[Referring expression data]
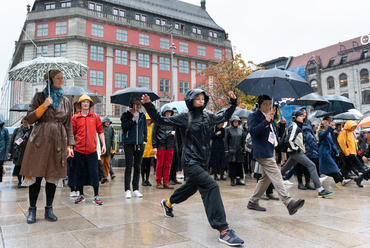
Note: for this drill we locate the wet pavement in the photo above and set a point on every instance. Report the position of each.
(340, 221)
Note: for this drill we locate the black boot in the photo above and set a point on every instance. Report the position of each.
(31, 215)
(49, 214)
(232, 182)
(238, 182)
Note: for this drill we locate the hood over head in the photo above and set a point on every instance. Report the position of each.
(165, 109)
(191, 94)
(349, 125)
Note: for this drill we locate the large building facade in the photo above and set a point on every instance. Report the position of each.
(125, 43)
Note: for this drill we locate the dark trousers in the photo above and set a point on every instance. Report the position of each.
(199, 179)
(235, 170)
(133, 157)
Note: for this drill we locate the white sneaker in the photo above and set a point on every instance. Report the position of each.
(287, 182)
(322, 179)
(128, 194)
(345, 181)
(136, 193)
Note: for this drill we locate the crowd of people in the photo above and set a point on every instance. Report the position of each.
(196, 142)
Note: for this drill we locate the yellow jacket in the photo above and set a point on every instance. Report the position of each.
(346, 139)
(148, 151)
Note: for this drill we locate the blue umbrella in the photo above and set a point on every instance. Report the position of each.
(275, 83)
(178, 105)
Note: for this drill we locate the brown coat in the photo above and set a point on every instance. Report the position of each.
(46, 151)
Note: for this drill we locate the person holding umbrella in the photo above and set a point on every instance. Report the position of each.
(134, 138)
(49, 144)
(264, 140)
(195, 153)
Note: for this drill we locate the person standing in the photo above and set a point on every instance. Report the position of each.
(235, 151)
(110, 145)
(194, 157)
(134, 138)
(49, 145)
(4, 146)
(264, 140)
(84, 171)
(18, 145)
(163, 144)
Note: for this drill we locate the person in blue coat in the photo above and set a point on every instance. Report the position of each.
(327, 165)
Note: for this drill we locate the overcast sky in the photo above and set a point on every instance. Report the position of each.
(260, 30)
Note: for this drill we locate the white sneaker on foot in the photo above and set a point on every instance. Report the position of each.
(136, 193)
(128, 194)
(322, 179)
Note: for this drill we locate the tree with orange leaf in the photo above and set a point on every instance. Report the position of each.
(219, 79)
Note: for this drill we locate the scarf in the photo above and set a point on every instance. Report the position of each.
(55, 94)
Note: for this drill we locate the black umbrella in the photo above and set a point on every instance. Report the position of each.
(125, 96)
(338, 104)
(275, 83)
(310, 99)
(20, 107)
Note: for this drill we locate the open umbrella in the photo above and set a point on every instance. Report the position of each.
(275, 83)
(339, 104)
(20, 107)
(310, 99)
(33, 71)
(178, 105)
(124, 97)
(73, 93)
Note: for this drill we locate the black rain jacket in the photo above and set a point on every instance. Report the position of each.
(197, 147)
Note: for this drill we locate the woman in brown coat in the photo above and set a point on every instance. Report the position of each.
(46, 152)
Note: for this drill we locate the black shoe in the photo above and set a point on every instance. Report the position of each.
(309, 186)
(31, 215)
(49, 215)
(177, 182)
(238, 182)
(232, 182)
(358, 181)
(301, 186)
(293, 206)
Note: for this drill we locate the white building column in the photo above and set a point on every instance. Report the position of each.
(133, 62)
(109, 80)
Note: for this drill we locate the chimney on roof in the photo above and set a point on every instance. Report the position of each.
(203, 4)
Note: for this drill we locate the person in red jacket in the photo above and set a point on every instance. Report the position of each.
(84, 169)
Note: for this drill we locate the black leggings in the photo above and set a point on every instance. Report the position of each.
(34, 191)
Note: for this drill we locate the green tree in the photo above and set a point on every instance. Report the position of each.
(221, 78)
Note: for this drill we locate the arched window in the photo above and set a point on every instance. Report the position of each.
(314, 85)
(330, 81)
(343, 80)
(366, 97)
(364, 75)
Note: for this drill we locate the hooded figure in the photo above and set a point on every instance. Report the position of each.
(194, 157)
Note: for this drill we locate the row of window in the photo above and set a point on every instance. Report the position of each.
(121, 35)
(364, 77)
(120, 81)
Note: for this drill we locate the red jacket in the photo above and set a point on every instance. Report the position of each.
(85, 129)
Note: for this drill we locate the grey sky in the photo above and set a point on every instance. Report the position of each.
(260, 30)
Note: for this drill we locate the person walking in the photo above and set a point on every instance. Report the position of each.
(163, 144)
(18, 146)
(4, 147)
(84, 171)
(110, 145)
(148, 154)
(235, 151)
(264, 140)
(134, 135)
(195, 153)
(49, 145)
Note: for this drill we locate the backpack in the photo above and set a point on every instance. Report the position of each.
(180, 138)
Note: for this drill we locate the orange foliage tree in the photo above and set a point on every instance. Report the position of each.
(221, 78)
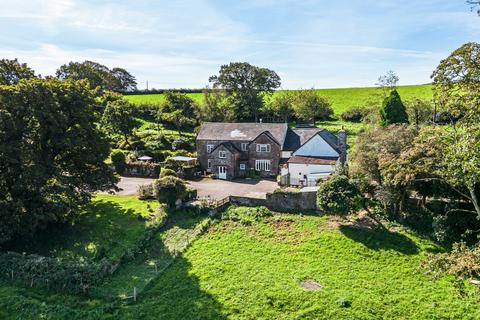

▸ About this exercise
All the lines above are to be reproduced exactly, except the pictures.

▸ Task result
Note: for this drill we locate the wet pavement in the photo above and set a point on every instance. Report the position of each.
(340, 221)
Note: for this drill we locate the black boot in the photo above and set a point on every instance. Report the position of each.
(31, 215)
(49, 214)
(232, 182)
(238, 182)
Note: for this drill we locate the hood over head in the photo above and set a point on every instance. Report the position of each.
(165, 109)
(191, 94)
(349, 125)
Note: for this drill we locate the large building facade in the photo above and set a point on every instance. Report the position of each.
(125, 43)
Note: for this drill we locate the dark trousers in the photo above and set a point on every instance. Report the position of each.
(199, 179)
(235, 170)
(133, 157)
Note: for this drill we locate the white sneaker in the photo above and set a point on every instance. Report the position of each.
(287, 182)
(322, 179)
(128, 194)
(345, 181)
(136, 193)
Note: for this drill we locate the crowd of people in the photo above and set a point on every instance. Report the position of each.
(196, 142)
Note: for this drill we locate the yellow jacket in the photo above and set a point on every instance. Report the position of each.
(346, 139)
(148, 151)
Note: for this drill we locate the blue umbrella in the photo above and set a point on every instance. Report the position of each.
(275, 83)
(178, 105)
Note: for this drill we locate the brown coat in the photo above and set a point on every instance. Report the position of each.
(46, 151)
Note: for this drill we locate the person holding umbrella in the photo above and set a point on every instance. Report the position of each.
(134, 138)
(49, 144)
(264, 140)
(195, 153)
Note: for this drill we locate the person standing in the photo above and set a point on every instance. Report the position of each.
(235, 151)
(110, 145)
(194, 157)
(134, 138)
(49, 145)
(4, 146)
(264, 140)
(84, 171)
(18, 145)
(163, 144)
Note: for this drill we locate the person in blue coat in the photo above and set a point on every instance. Report the position of each.
(327, 165)
Note: for this drill we locate the overcast sky in the photo above and set a point on every instance. Report the position of each.
(260, 30)
Note: for this drill we locate the white sneaker on foot in the photo above and set a point on every instance. Report the position of each.
(136, 193)
(128, 194)
(322, 179)
Note: for this drill we locate the tree with orange leaf in the photo above and set a point on every instance. Report the position of each.
(219, 79)
Note: for this drill we locate the scarf in the photo above and set a point on every instance. Report the position of each.
(55, 94)
Note: for this drill we locate the black umbrella in the photo above and set a point on every instance. Report the position of each.
(125, 96)
(338, 104)
(275, 83)
(310, 99)
(20, 107)
Note: for this drill we locate the open umbrella in the photo above and set a point on every instance. Report the position of each.
(275, 83)
(339, 104)
(20, 107)
(310, 99)
(33, 71)
(178, 105)
(124, 97)
(73, 93)
Note: for this drill we locate the black rain jacket in the photo above and set a point on every instance. Report the position of each.
(197, 147)
Note: for this drill we locate the woman in brown coat in the photo above and set a point on every instance. Report the position of each.
(46, 152)
Note: for this drill we locate the black shoe in the photo above and set a point on every instance. Report the position of each.
(309, 186)
(31, 215)
(49, 215)
(177, 182)
(238, 182)
(232, 182)
(358, 181)
(301, 186)
(293, 206)
Note: for this drill we locate the white building column in the photo above and set a point on every instance. Report the position of each.
(133, 62)
(109, 80)
Note: for this drill we locate the chimney on roof in the photo above and set a point on every instance. Report the position of each.
(203, 4)
Note: for this drill we locate the person in red jacket in the photo above and set a point on every instance. Report the position of each.
(84, 169)
Note: for this drill we locate the black leggings in the photo above and set a point on every instance. Report the position of each.
(34, 191)
Note: for this drill we locate the green tree in the photo above and set a point on every instance. Report the position of each.
(221, 78)
Note: for this drill we locate the arched window in the photo above and set a point on every instance. Report the position of each.
(314, 85)
(330, 81)
(343, 80)
(366, 97)
(364, 75)
Note: for this drill we locate the hooded figure in the photo above and set a point on every instance. Report the position of each.
(194, 157)
Note: for this drill we locate the row of window in the photo above and set a point on every instance. Report the position of each.
(121, 35)
(364, 77)
(120, 81)
Note: for this drill we locate the red jacket in the photo above and set a point on every instance. Report the position of each.
(85, 129)
Note: for this drill we locate the grey sky in the photo above and set a point on every instance. Report the position of each.
(260, 30)
Note: for this drill we locate the person walking in the photo above and set a point on every instance. Report the position of each.
(163, 144)
(18, 146)
(4, 147)
(84, 171)
(110, 145)
(148, 154)
(235, 151)
(264, 140)
(134, 135)
(195, 153)
(49, 145)
Note: for this drill we locate the backpack in the photo above and set a point on every instance. Report the position of each.
(180, 138)
Note: for this drill we locate the orange foliage tree in the photo above and set a point on every instance. Report the position of each.
(221, 78)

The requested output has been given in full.